*Work required:*
The line containing "Where might I find the white exterior" opens the span to copy, and the last line of the records below closes it. Write out that span exactly.
....................
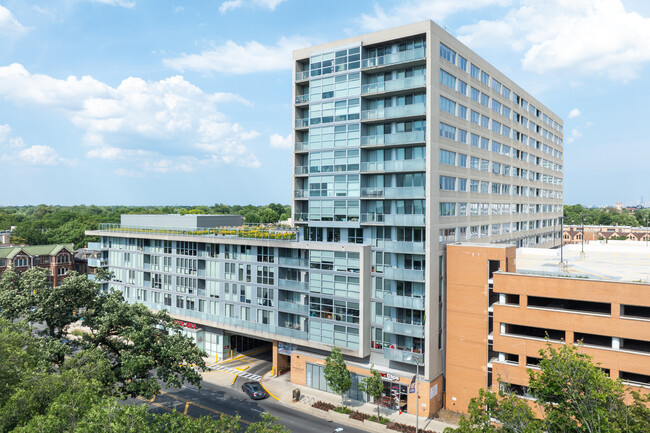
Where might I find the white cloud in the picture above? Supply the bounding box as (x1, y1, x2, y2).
(269, 133, 291, 149)
(219, 0, 286, 14)
(566, 128, 583, 144)
(0, 6, 28, 36)
(18, 145, 60, 165)
(0, 64, 261, 172)
(358, 0, 511, 32)
(89, 0, 136, 8)
(568, 108, 581, 118)
(163, 36, 310, 74)
(457, 0, 650, 80)
(0, 124, 26, 148)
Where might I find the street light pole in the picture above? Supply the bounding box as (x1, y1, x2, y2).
(581, 214, 586, 254)
(407, 354, 422, 433)
(560, 216, 564, 267)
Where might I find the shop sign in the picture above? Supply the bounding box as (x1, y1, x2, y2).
(174, 319, 197, 330)
(278, 342, 296, 355)
(379, 372, 400, 381)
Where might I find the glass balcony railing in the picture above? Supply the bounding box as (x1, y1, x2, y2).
(278, 278, 309, 291)
(278, 301, 309, 315)
(361, 47, 426, 69)
(295, 94, 309, 104)
(96, 223, 298, 241)
(293, 213, 309, 222)
(362, 103, 425, 121)
(294, 166, 309, 175)
(295, 141, 309, 151)
(382, 347, 424, 364)
(87, 242, 103, 250)
(294, 189, 309, 198)
(88, 258, 107, 268)
(383, 319, 425, 338)
(360, 213, 425, 226)
(383, 293, 425, 310)
(295, 118, 309, 128)
(279, 257, 309, 267)
(361, 131, 425, 146)
(384, 267, 425, 282)
(295, 71, 309, 81)
(360, 159, 425, 173)
(360, 186, 425, 199)
(362, 75, 426, 95)
(383, 240, 425, 254)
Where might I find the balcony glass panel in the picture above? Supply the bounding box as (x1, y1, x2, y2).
(361, 47, 425, 69)
(361, 131, 425, 146)
(360, 214, 425, 226)
(362, 103, 426, 121)
(361, 159, 425, 173)
(382, 241, 425, 254)
(383, 319, 425, 338)
(383, 293, 425, 310)
(361, 186, 425, 199)
(362, 75, 426, 94)
(278, 278, 309, 291)
(278, 301, 309, 315)
(384, 267, 425, 282)
(382, 347, 424, 364)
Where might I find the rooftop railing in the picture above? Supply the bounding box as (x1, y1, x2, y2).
(97, 223, 298, 242)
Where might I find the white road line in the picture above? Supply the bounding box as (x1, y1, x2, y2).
(210, 365, 261, 381)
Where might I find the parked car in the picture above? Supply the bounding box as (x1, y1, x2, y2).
(241, 381, 269, 400)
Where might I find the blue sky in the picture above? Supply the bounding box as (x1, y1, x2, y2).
(1, 0, 649, 207)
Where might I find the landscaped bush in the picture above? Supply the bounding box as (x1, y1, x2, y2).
(368, 415, 390, 424)
(387, 421, 436, 433)
(312, 401, 336, 411)
(333, 406, 352, 414)
(349, 411, 370, 421)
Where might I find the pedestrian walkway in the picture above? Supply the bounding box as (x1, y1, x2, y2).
(260, 371, 458, 433)
(209, 364, 261, 381)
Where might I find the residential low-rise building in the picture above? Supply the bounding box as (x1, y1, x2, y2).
(0, 243, 75, 286)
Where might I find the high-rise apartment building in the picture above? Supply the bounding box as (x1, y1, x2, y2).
(291, 19, 563, 411)
(87, 20, 563, 417)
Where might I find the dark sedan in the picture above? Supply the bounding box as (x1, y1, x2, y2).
(241, 381, 269, 400)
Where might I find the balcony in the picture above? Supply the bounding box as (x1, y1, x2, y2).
(278, 278, 309, 291)
(295, 118, 309, 128)
(293, 213, 309, 223)
(87, 242, 102, 250)
(294, 189, 309, 198)
(383, 319, 425, 338)
(295, 141, 309, 151)
(384, 267, 425, 282)
(361, 131, 426, 147)
(294, 166, 309, 175)
(361, 75, 426, 95)
(360, 213, 425, 226)
(295, 94, 309, 104)
(295, 71, 309, 81)
(361, 186, 425, 200)
(278, 301, 309, 315)
(361, 48, 426, 69)
(361, 159, 425, 173)
(361, 103, 425, 122)
(382, 240, 425, 254)
(279, 257, 309, 267)
(88, 258, 107, 268)
(383, 293, 425, 310)
(383, 347, 424, 364)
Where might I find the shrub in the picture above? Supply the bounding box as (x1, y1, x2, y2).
(333, 406, 352, 414)
(368, 415, 390, 424)
(312, 401, 336, 411)
(349, 411, 370, 421)
(387, 422, 436, 433)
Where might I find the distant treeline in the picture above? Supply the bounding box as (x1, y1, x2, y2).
(0, 203, 290, 249)
(563, 204, 650, 227)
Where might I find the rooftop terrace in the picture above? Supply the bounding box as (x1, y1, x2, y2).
(516, 241, 650, 283)
(95, 223, 298, 242)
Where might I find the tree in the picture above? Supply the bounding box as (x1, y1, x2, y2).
(0, 269, 28, 321)
(323, 347, 352, 408)
(358, 367, 384, 419)
(245, 413, 290, 433)
(445, 342, 650, 433)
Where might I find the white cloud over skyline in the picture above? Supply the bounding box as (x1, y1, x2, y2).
(568, 108, 581, 118)
(0, 64, 260, 172)
(219, 0, 286, 14)
(163, 36, 310, 74)
(269, 133, 291, 149)
(0, 6, 29, 36)
(457, 0, 650, 81)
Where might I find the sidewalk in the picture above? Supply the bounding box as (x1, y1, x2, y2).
(261, 371, 457, 433)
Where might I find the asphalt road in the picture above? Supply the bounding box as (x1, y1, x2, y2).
(130, 349, 369, 433)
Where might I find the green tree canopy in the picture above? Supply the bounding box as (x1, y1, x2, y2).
(323, 347, 352, 408)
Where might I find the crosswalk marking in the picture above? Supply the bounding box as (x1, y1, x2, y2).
(209, 364, 261, 381)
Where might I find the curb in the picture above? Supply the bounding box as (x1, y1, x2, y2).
(259, 370, 281, 401)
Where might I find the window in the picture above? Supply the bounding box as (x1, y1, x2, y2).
(457, 129, 467, 143)
(470, 110, 479, 125)
(439, 123, 456, 140)
(440, 69, 456, 89)
(481, 71, 489, 85)
(439, 43, 456, 64)
(440, 96, 456, 115)
(470, 64, 479, 79)
(480, 115, 489, 129)
(440, 149, 456, 166)
(440, 176, 456, 191)
(470, 87, 479, 101)
(440, 203, 456, 216)
(458, 55, 467, 71)
(457, 153, 467, 167)
(480, 93, 489, 107)
(457, 104, 467, 120)
(457, 79, 467, 95)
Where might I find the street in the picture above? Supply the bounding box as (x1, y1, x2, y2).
(130, 348, 370, 433)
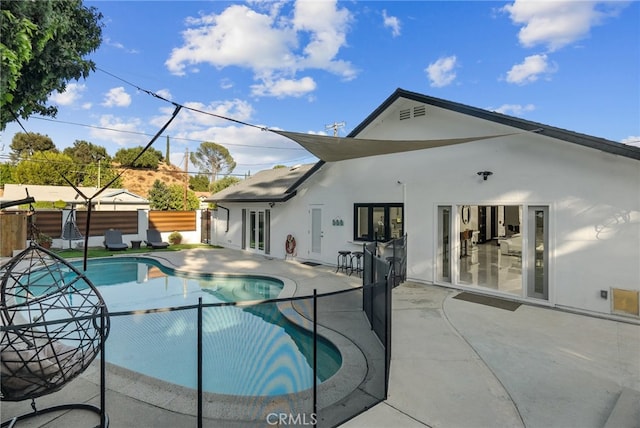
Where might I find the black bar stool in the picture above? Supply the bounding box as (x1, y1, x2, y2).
(349, 251, 363, 277)
(336, 250, 351, 273)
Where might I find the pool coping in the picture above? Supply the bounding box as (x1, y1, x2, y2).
(75, 254, 368, 422)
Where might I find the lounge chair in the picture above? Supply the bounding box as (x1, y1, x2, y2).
(104, 229, 128, 251)
(145, 229, 169, 249)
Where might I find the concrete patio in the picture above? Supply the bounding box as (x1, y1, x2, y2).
(2, 248, 639, 427)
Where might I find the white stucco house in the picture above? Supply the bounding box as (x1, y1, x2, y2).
(207, 88, 640, 320)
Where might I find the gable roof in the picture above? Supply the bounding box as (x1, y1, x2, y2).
(272, 88, 639, 193)
(352, 88, 640, 160)
(206, 164, 316, 203)
(0, 184, 148, 206)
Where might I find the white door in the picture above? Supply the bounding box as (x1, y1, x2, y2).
(310, 207, 323, 257)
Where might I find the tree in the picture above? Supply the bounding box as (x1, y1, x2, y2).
(148, 179, 198, 210)
(81, 162, 122, 188)
(63, 140, 110, 164)
(1, 0, 103, 129)
(13, 151, 77, 185)
(189, 174, 210, 192)
(148, 180, 171, 210)
(0, 163, 15, 185)
(210, 176, 240, 194)
(168, 184, 200, 210)
(114, 146, 163, 169)
(62, 140, 119, 186)
(190, 142, 236, 183)
(10, 132, 57, 162)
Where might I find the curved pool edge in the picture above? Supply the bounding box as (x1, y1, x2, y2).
(78, 253, 368, 420)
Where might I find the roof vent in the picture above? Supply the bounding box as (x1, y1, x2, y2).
(413, 105, 426, 117)
(399, 108, 411, 120)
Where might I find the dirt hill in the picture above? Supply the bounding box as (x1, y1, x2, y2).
(117, 162, 186, 198)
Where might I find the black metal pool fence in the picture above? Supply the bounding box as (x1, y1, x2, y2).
(1, 254, 400, 427)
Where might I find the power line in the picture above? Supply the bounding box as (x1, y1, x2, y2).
(96, 66, 266, 131)
(27, 116, 306, 151)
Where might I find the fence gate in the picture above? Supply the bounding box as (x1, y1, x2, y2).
(200, 209, 211, 244)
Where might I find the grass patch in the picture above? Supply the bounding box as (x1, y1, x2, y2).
(52, 243, 221, 259)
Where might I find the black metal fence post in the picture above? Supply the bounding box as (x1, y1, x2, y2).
(197, 297, 203, 428)
(313, 288, 318, 426)
(100, 305, 107, 427)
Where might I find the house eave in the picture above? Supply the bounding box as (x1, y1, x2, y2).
(206, 191, 298, 204)
(351, 88, 640, 161)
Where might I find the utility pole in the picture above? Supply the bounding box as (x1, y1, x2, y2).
(166, 135, 171, 166)
(184, 148, 189, 210)
(325, 121, 345, 137)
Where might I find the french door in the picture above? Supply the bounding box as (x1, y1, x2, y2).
(527, 206, 548, 300)
(248, 209, 270, 254)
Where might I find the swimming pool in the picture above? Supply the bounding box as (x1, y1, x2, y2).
(31, 257, 342, 396)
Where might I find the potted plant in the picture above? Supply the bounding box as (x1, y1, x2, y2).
(36, 232, 53, 249)
(168, 231, 182, 245)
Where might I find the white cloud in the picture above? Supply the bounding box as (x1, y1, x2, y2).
(104, 37, 140, 54)
(505, 54, 557, 85)
(49, 83, 86, 106)
(492, 103, 536, 116)
(382, 10, 401, 37)
(502, 0, 626, 51)
(150, 98, 255, 132)
(155, 89, 173, 100)
(251, 76, 316, 98)
(426, 56, 458, 88)
(622, 136, 640, 147)
(165, 1, 356, 97)
(220, 78, 234, 90)
(89, 115, 145, 146)
(169, 125, 310, 174)
(293, 1, 353, 72)
(102, 87, 132, 107)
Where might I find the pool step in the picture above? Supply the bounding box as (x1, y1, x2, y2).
(603, 388, 640, 428)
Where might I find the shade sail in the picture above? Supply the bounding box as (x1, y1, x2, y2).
(274, 130, 516, 162)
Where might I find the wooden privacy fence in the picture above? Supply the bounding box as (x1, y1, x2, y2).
(21, 210, 197, 238)
(149, 211, 196, 232)
(32, 211, 63, 237)
(76, 211, 139, 236)
(1, 211, 63, 238)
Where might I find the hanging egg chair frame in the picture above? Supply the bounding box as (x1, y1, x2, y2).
(1, 198, 109, 427)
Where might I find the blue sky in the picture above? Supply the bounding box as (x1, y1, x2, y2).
(2, 0, 638, 177)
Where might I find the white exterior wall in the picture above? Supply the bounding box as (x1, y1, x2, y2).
(213, 100, 640, 317)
....................
*Finished task:*
Where might I find the white exterior wall in the picture above? Supply the bounding box as (x1, y1, x2, y2).
(213, 100, 640, 317)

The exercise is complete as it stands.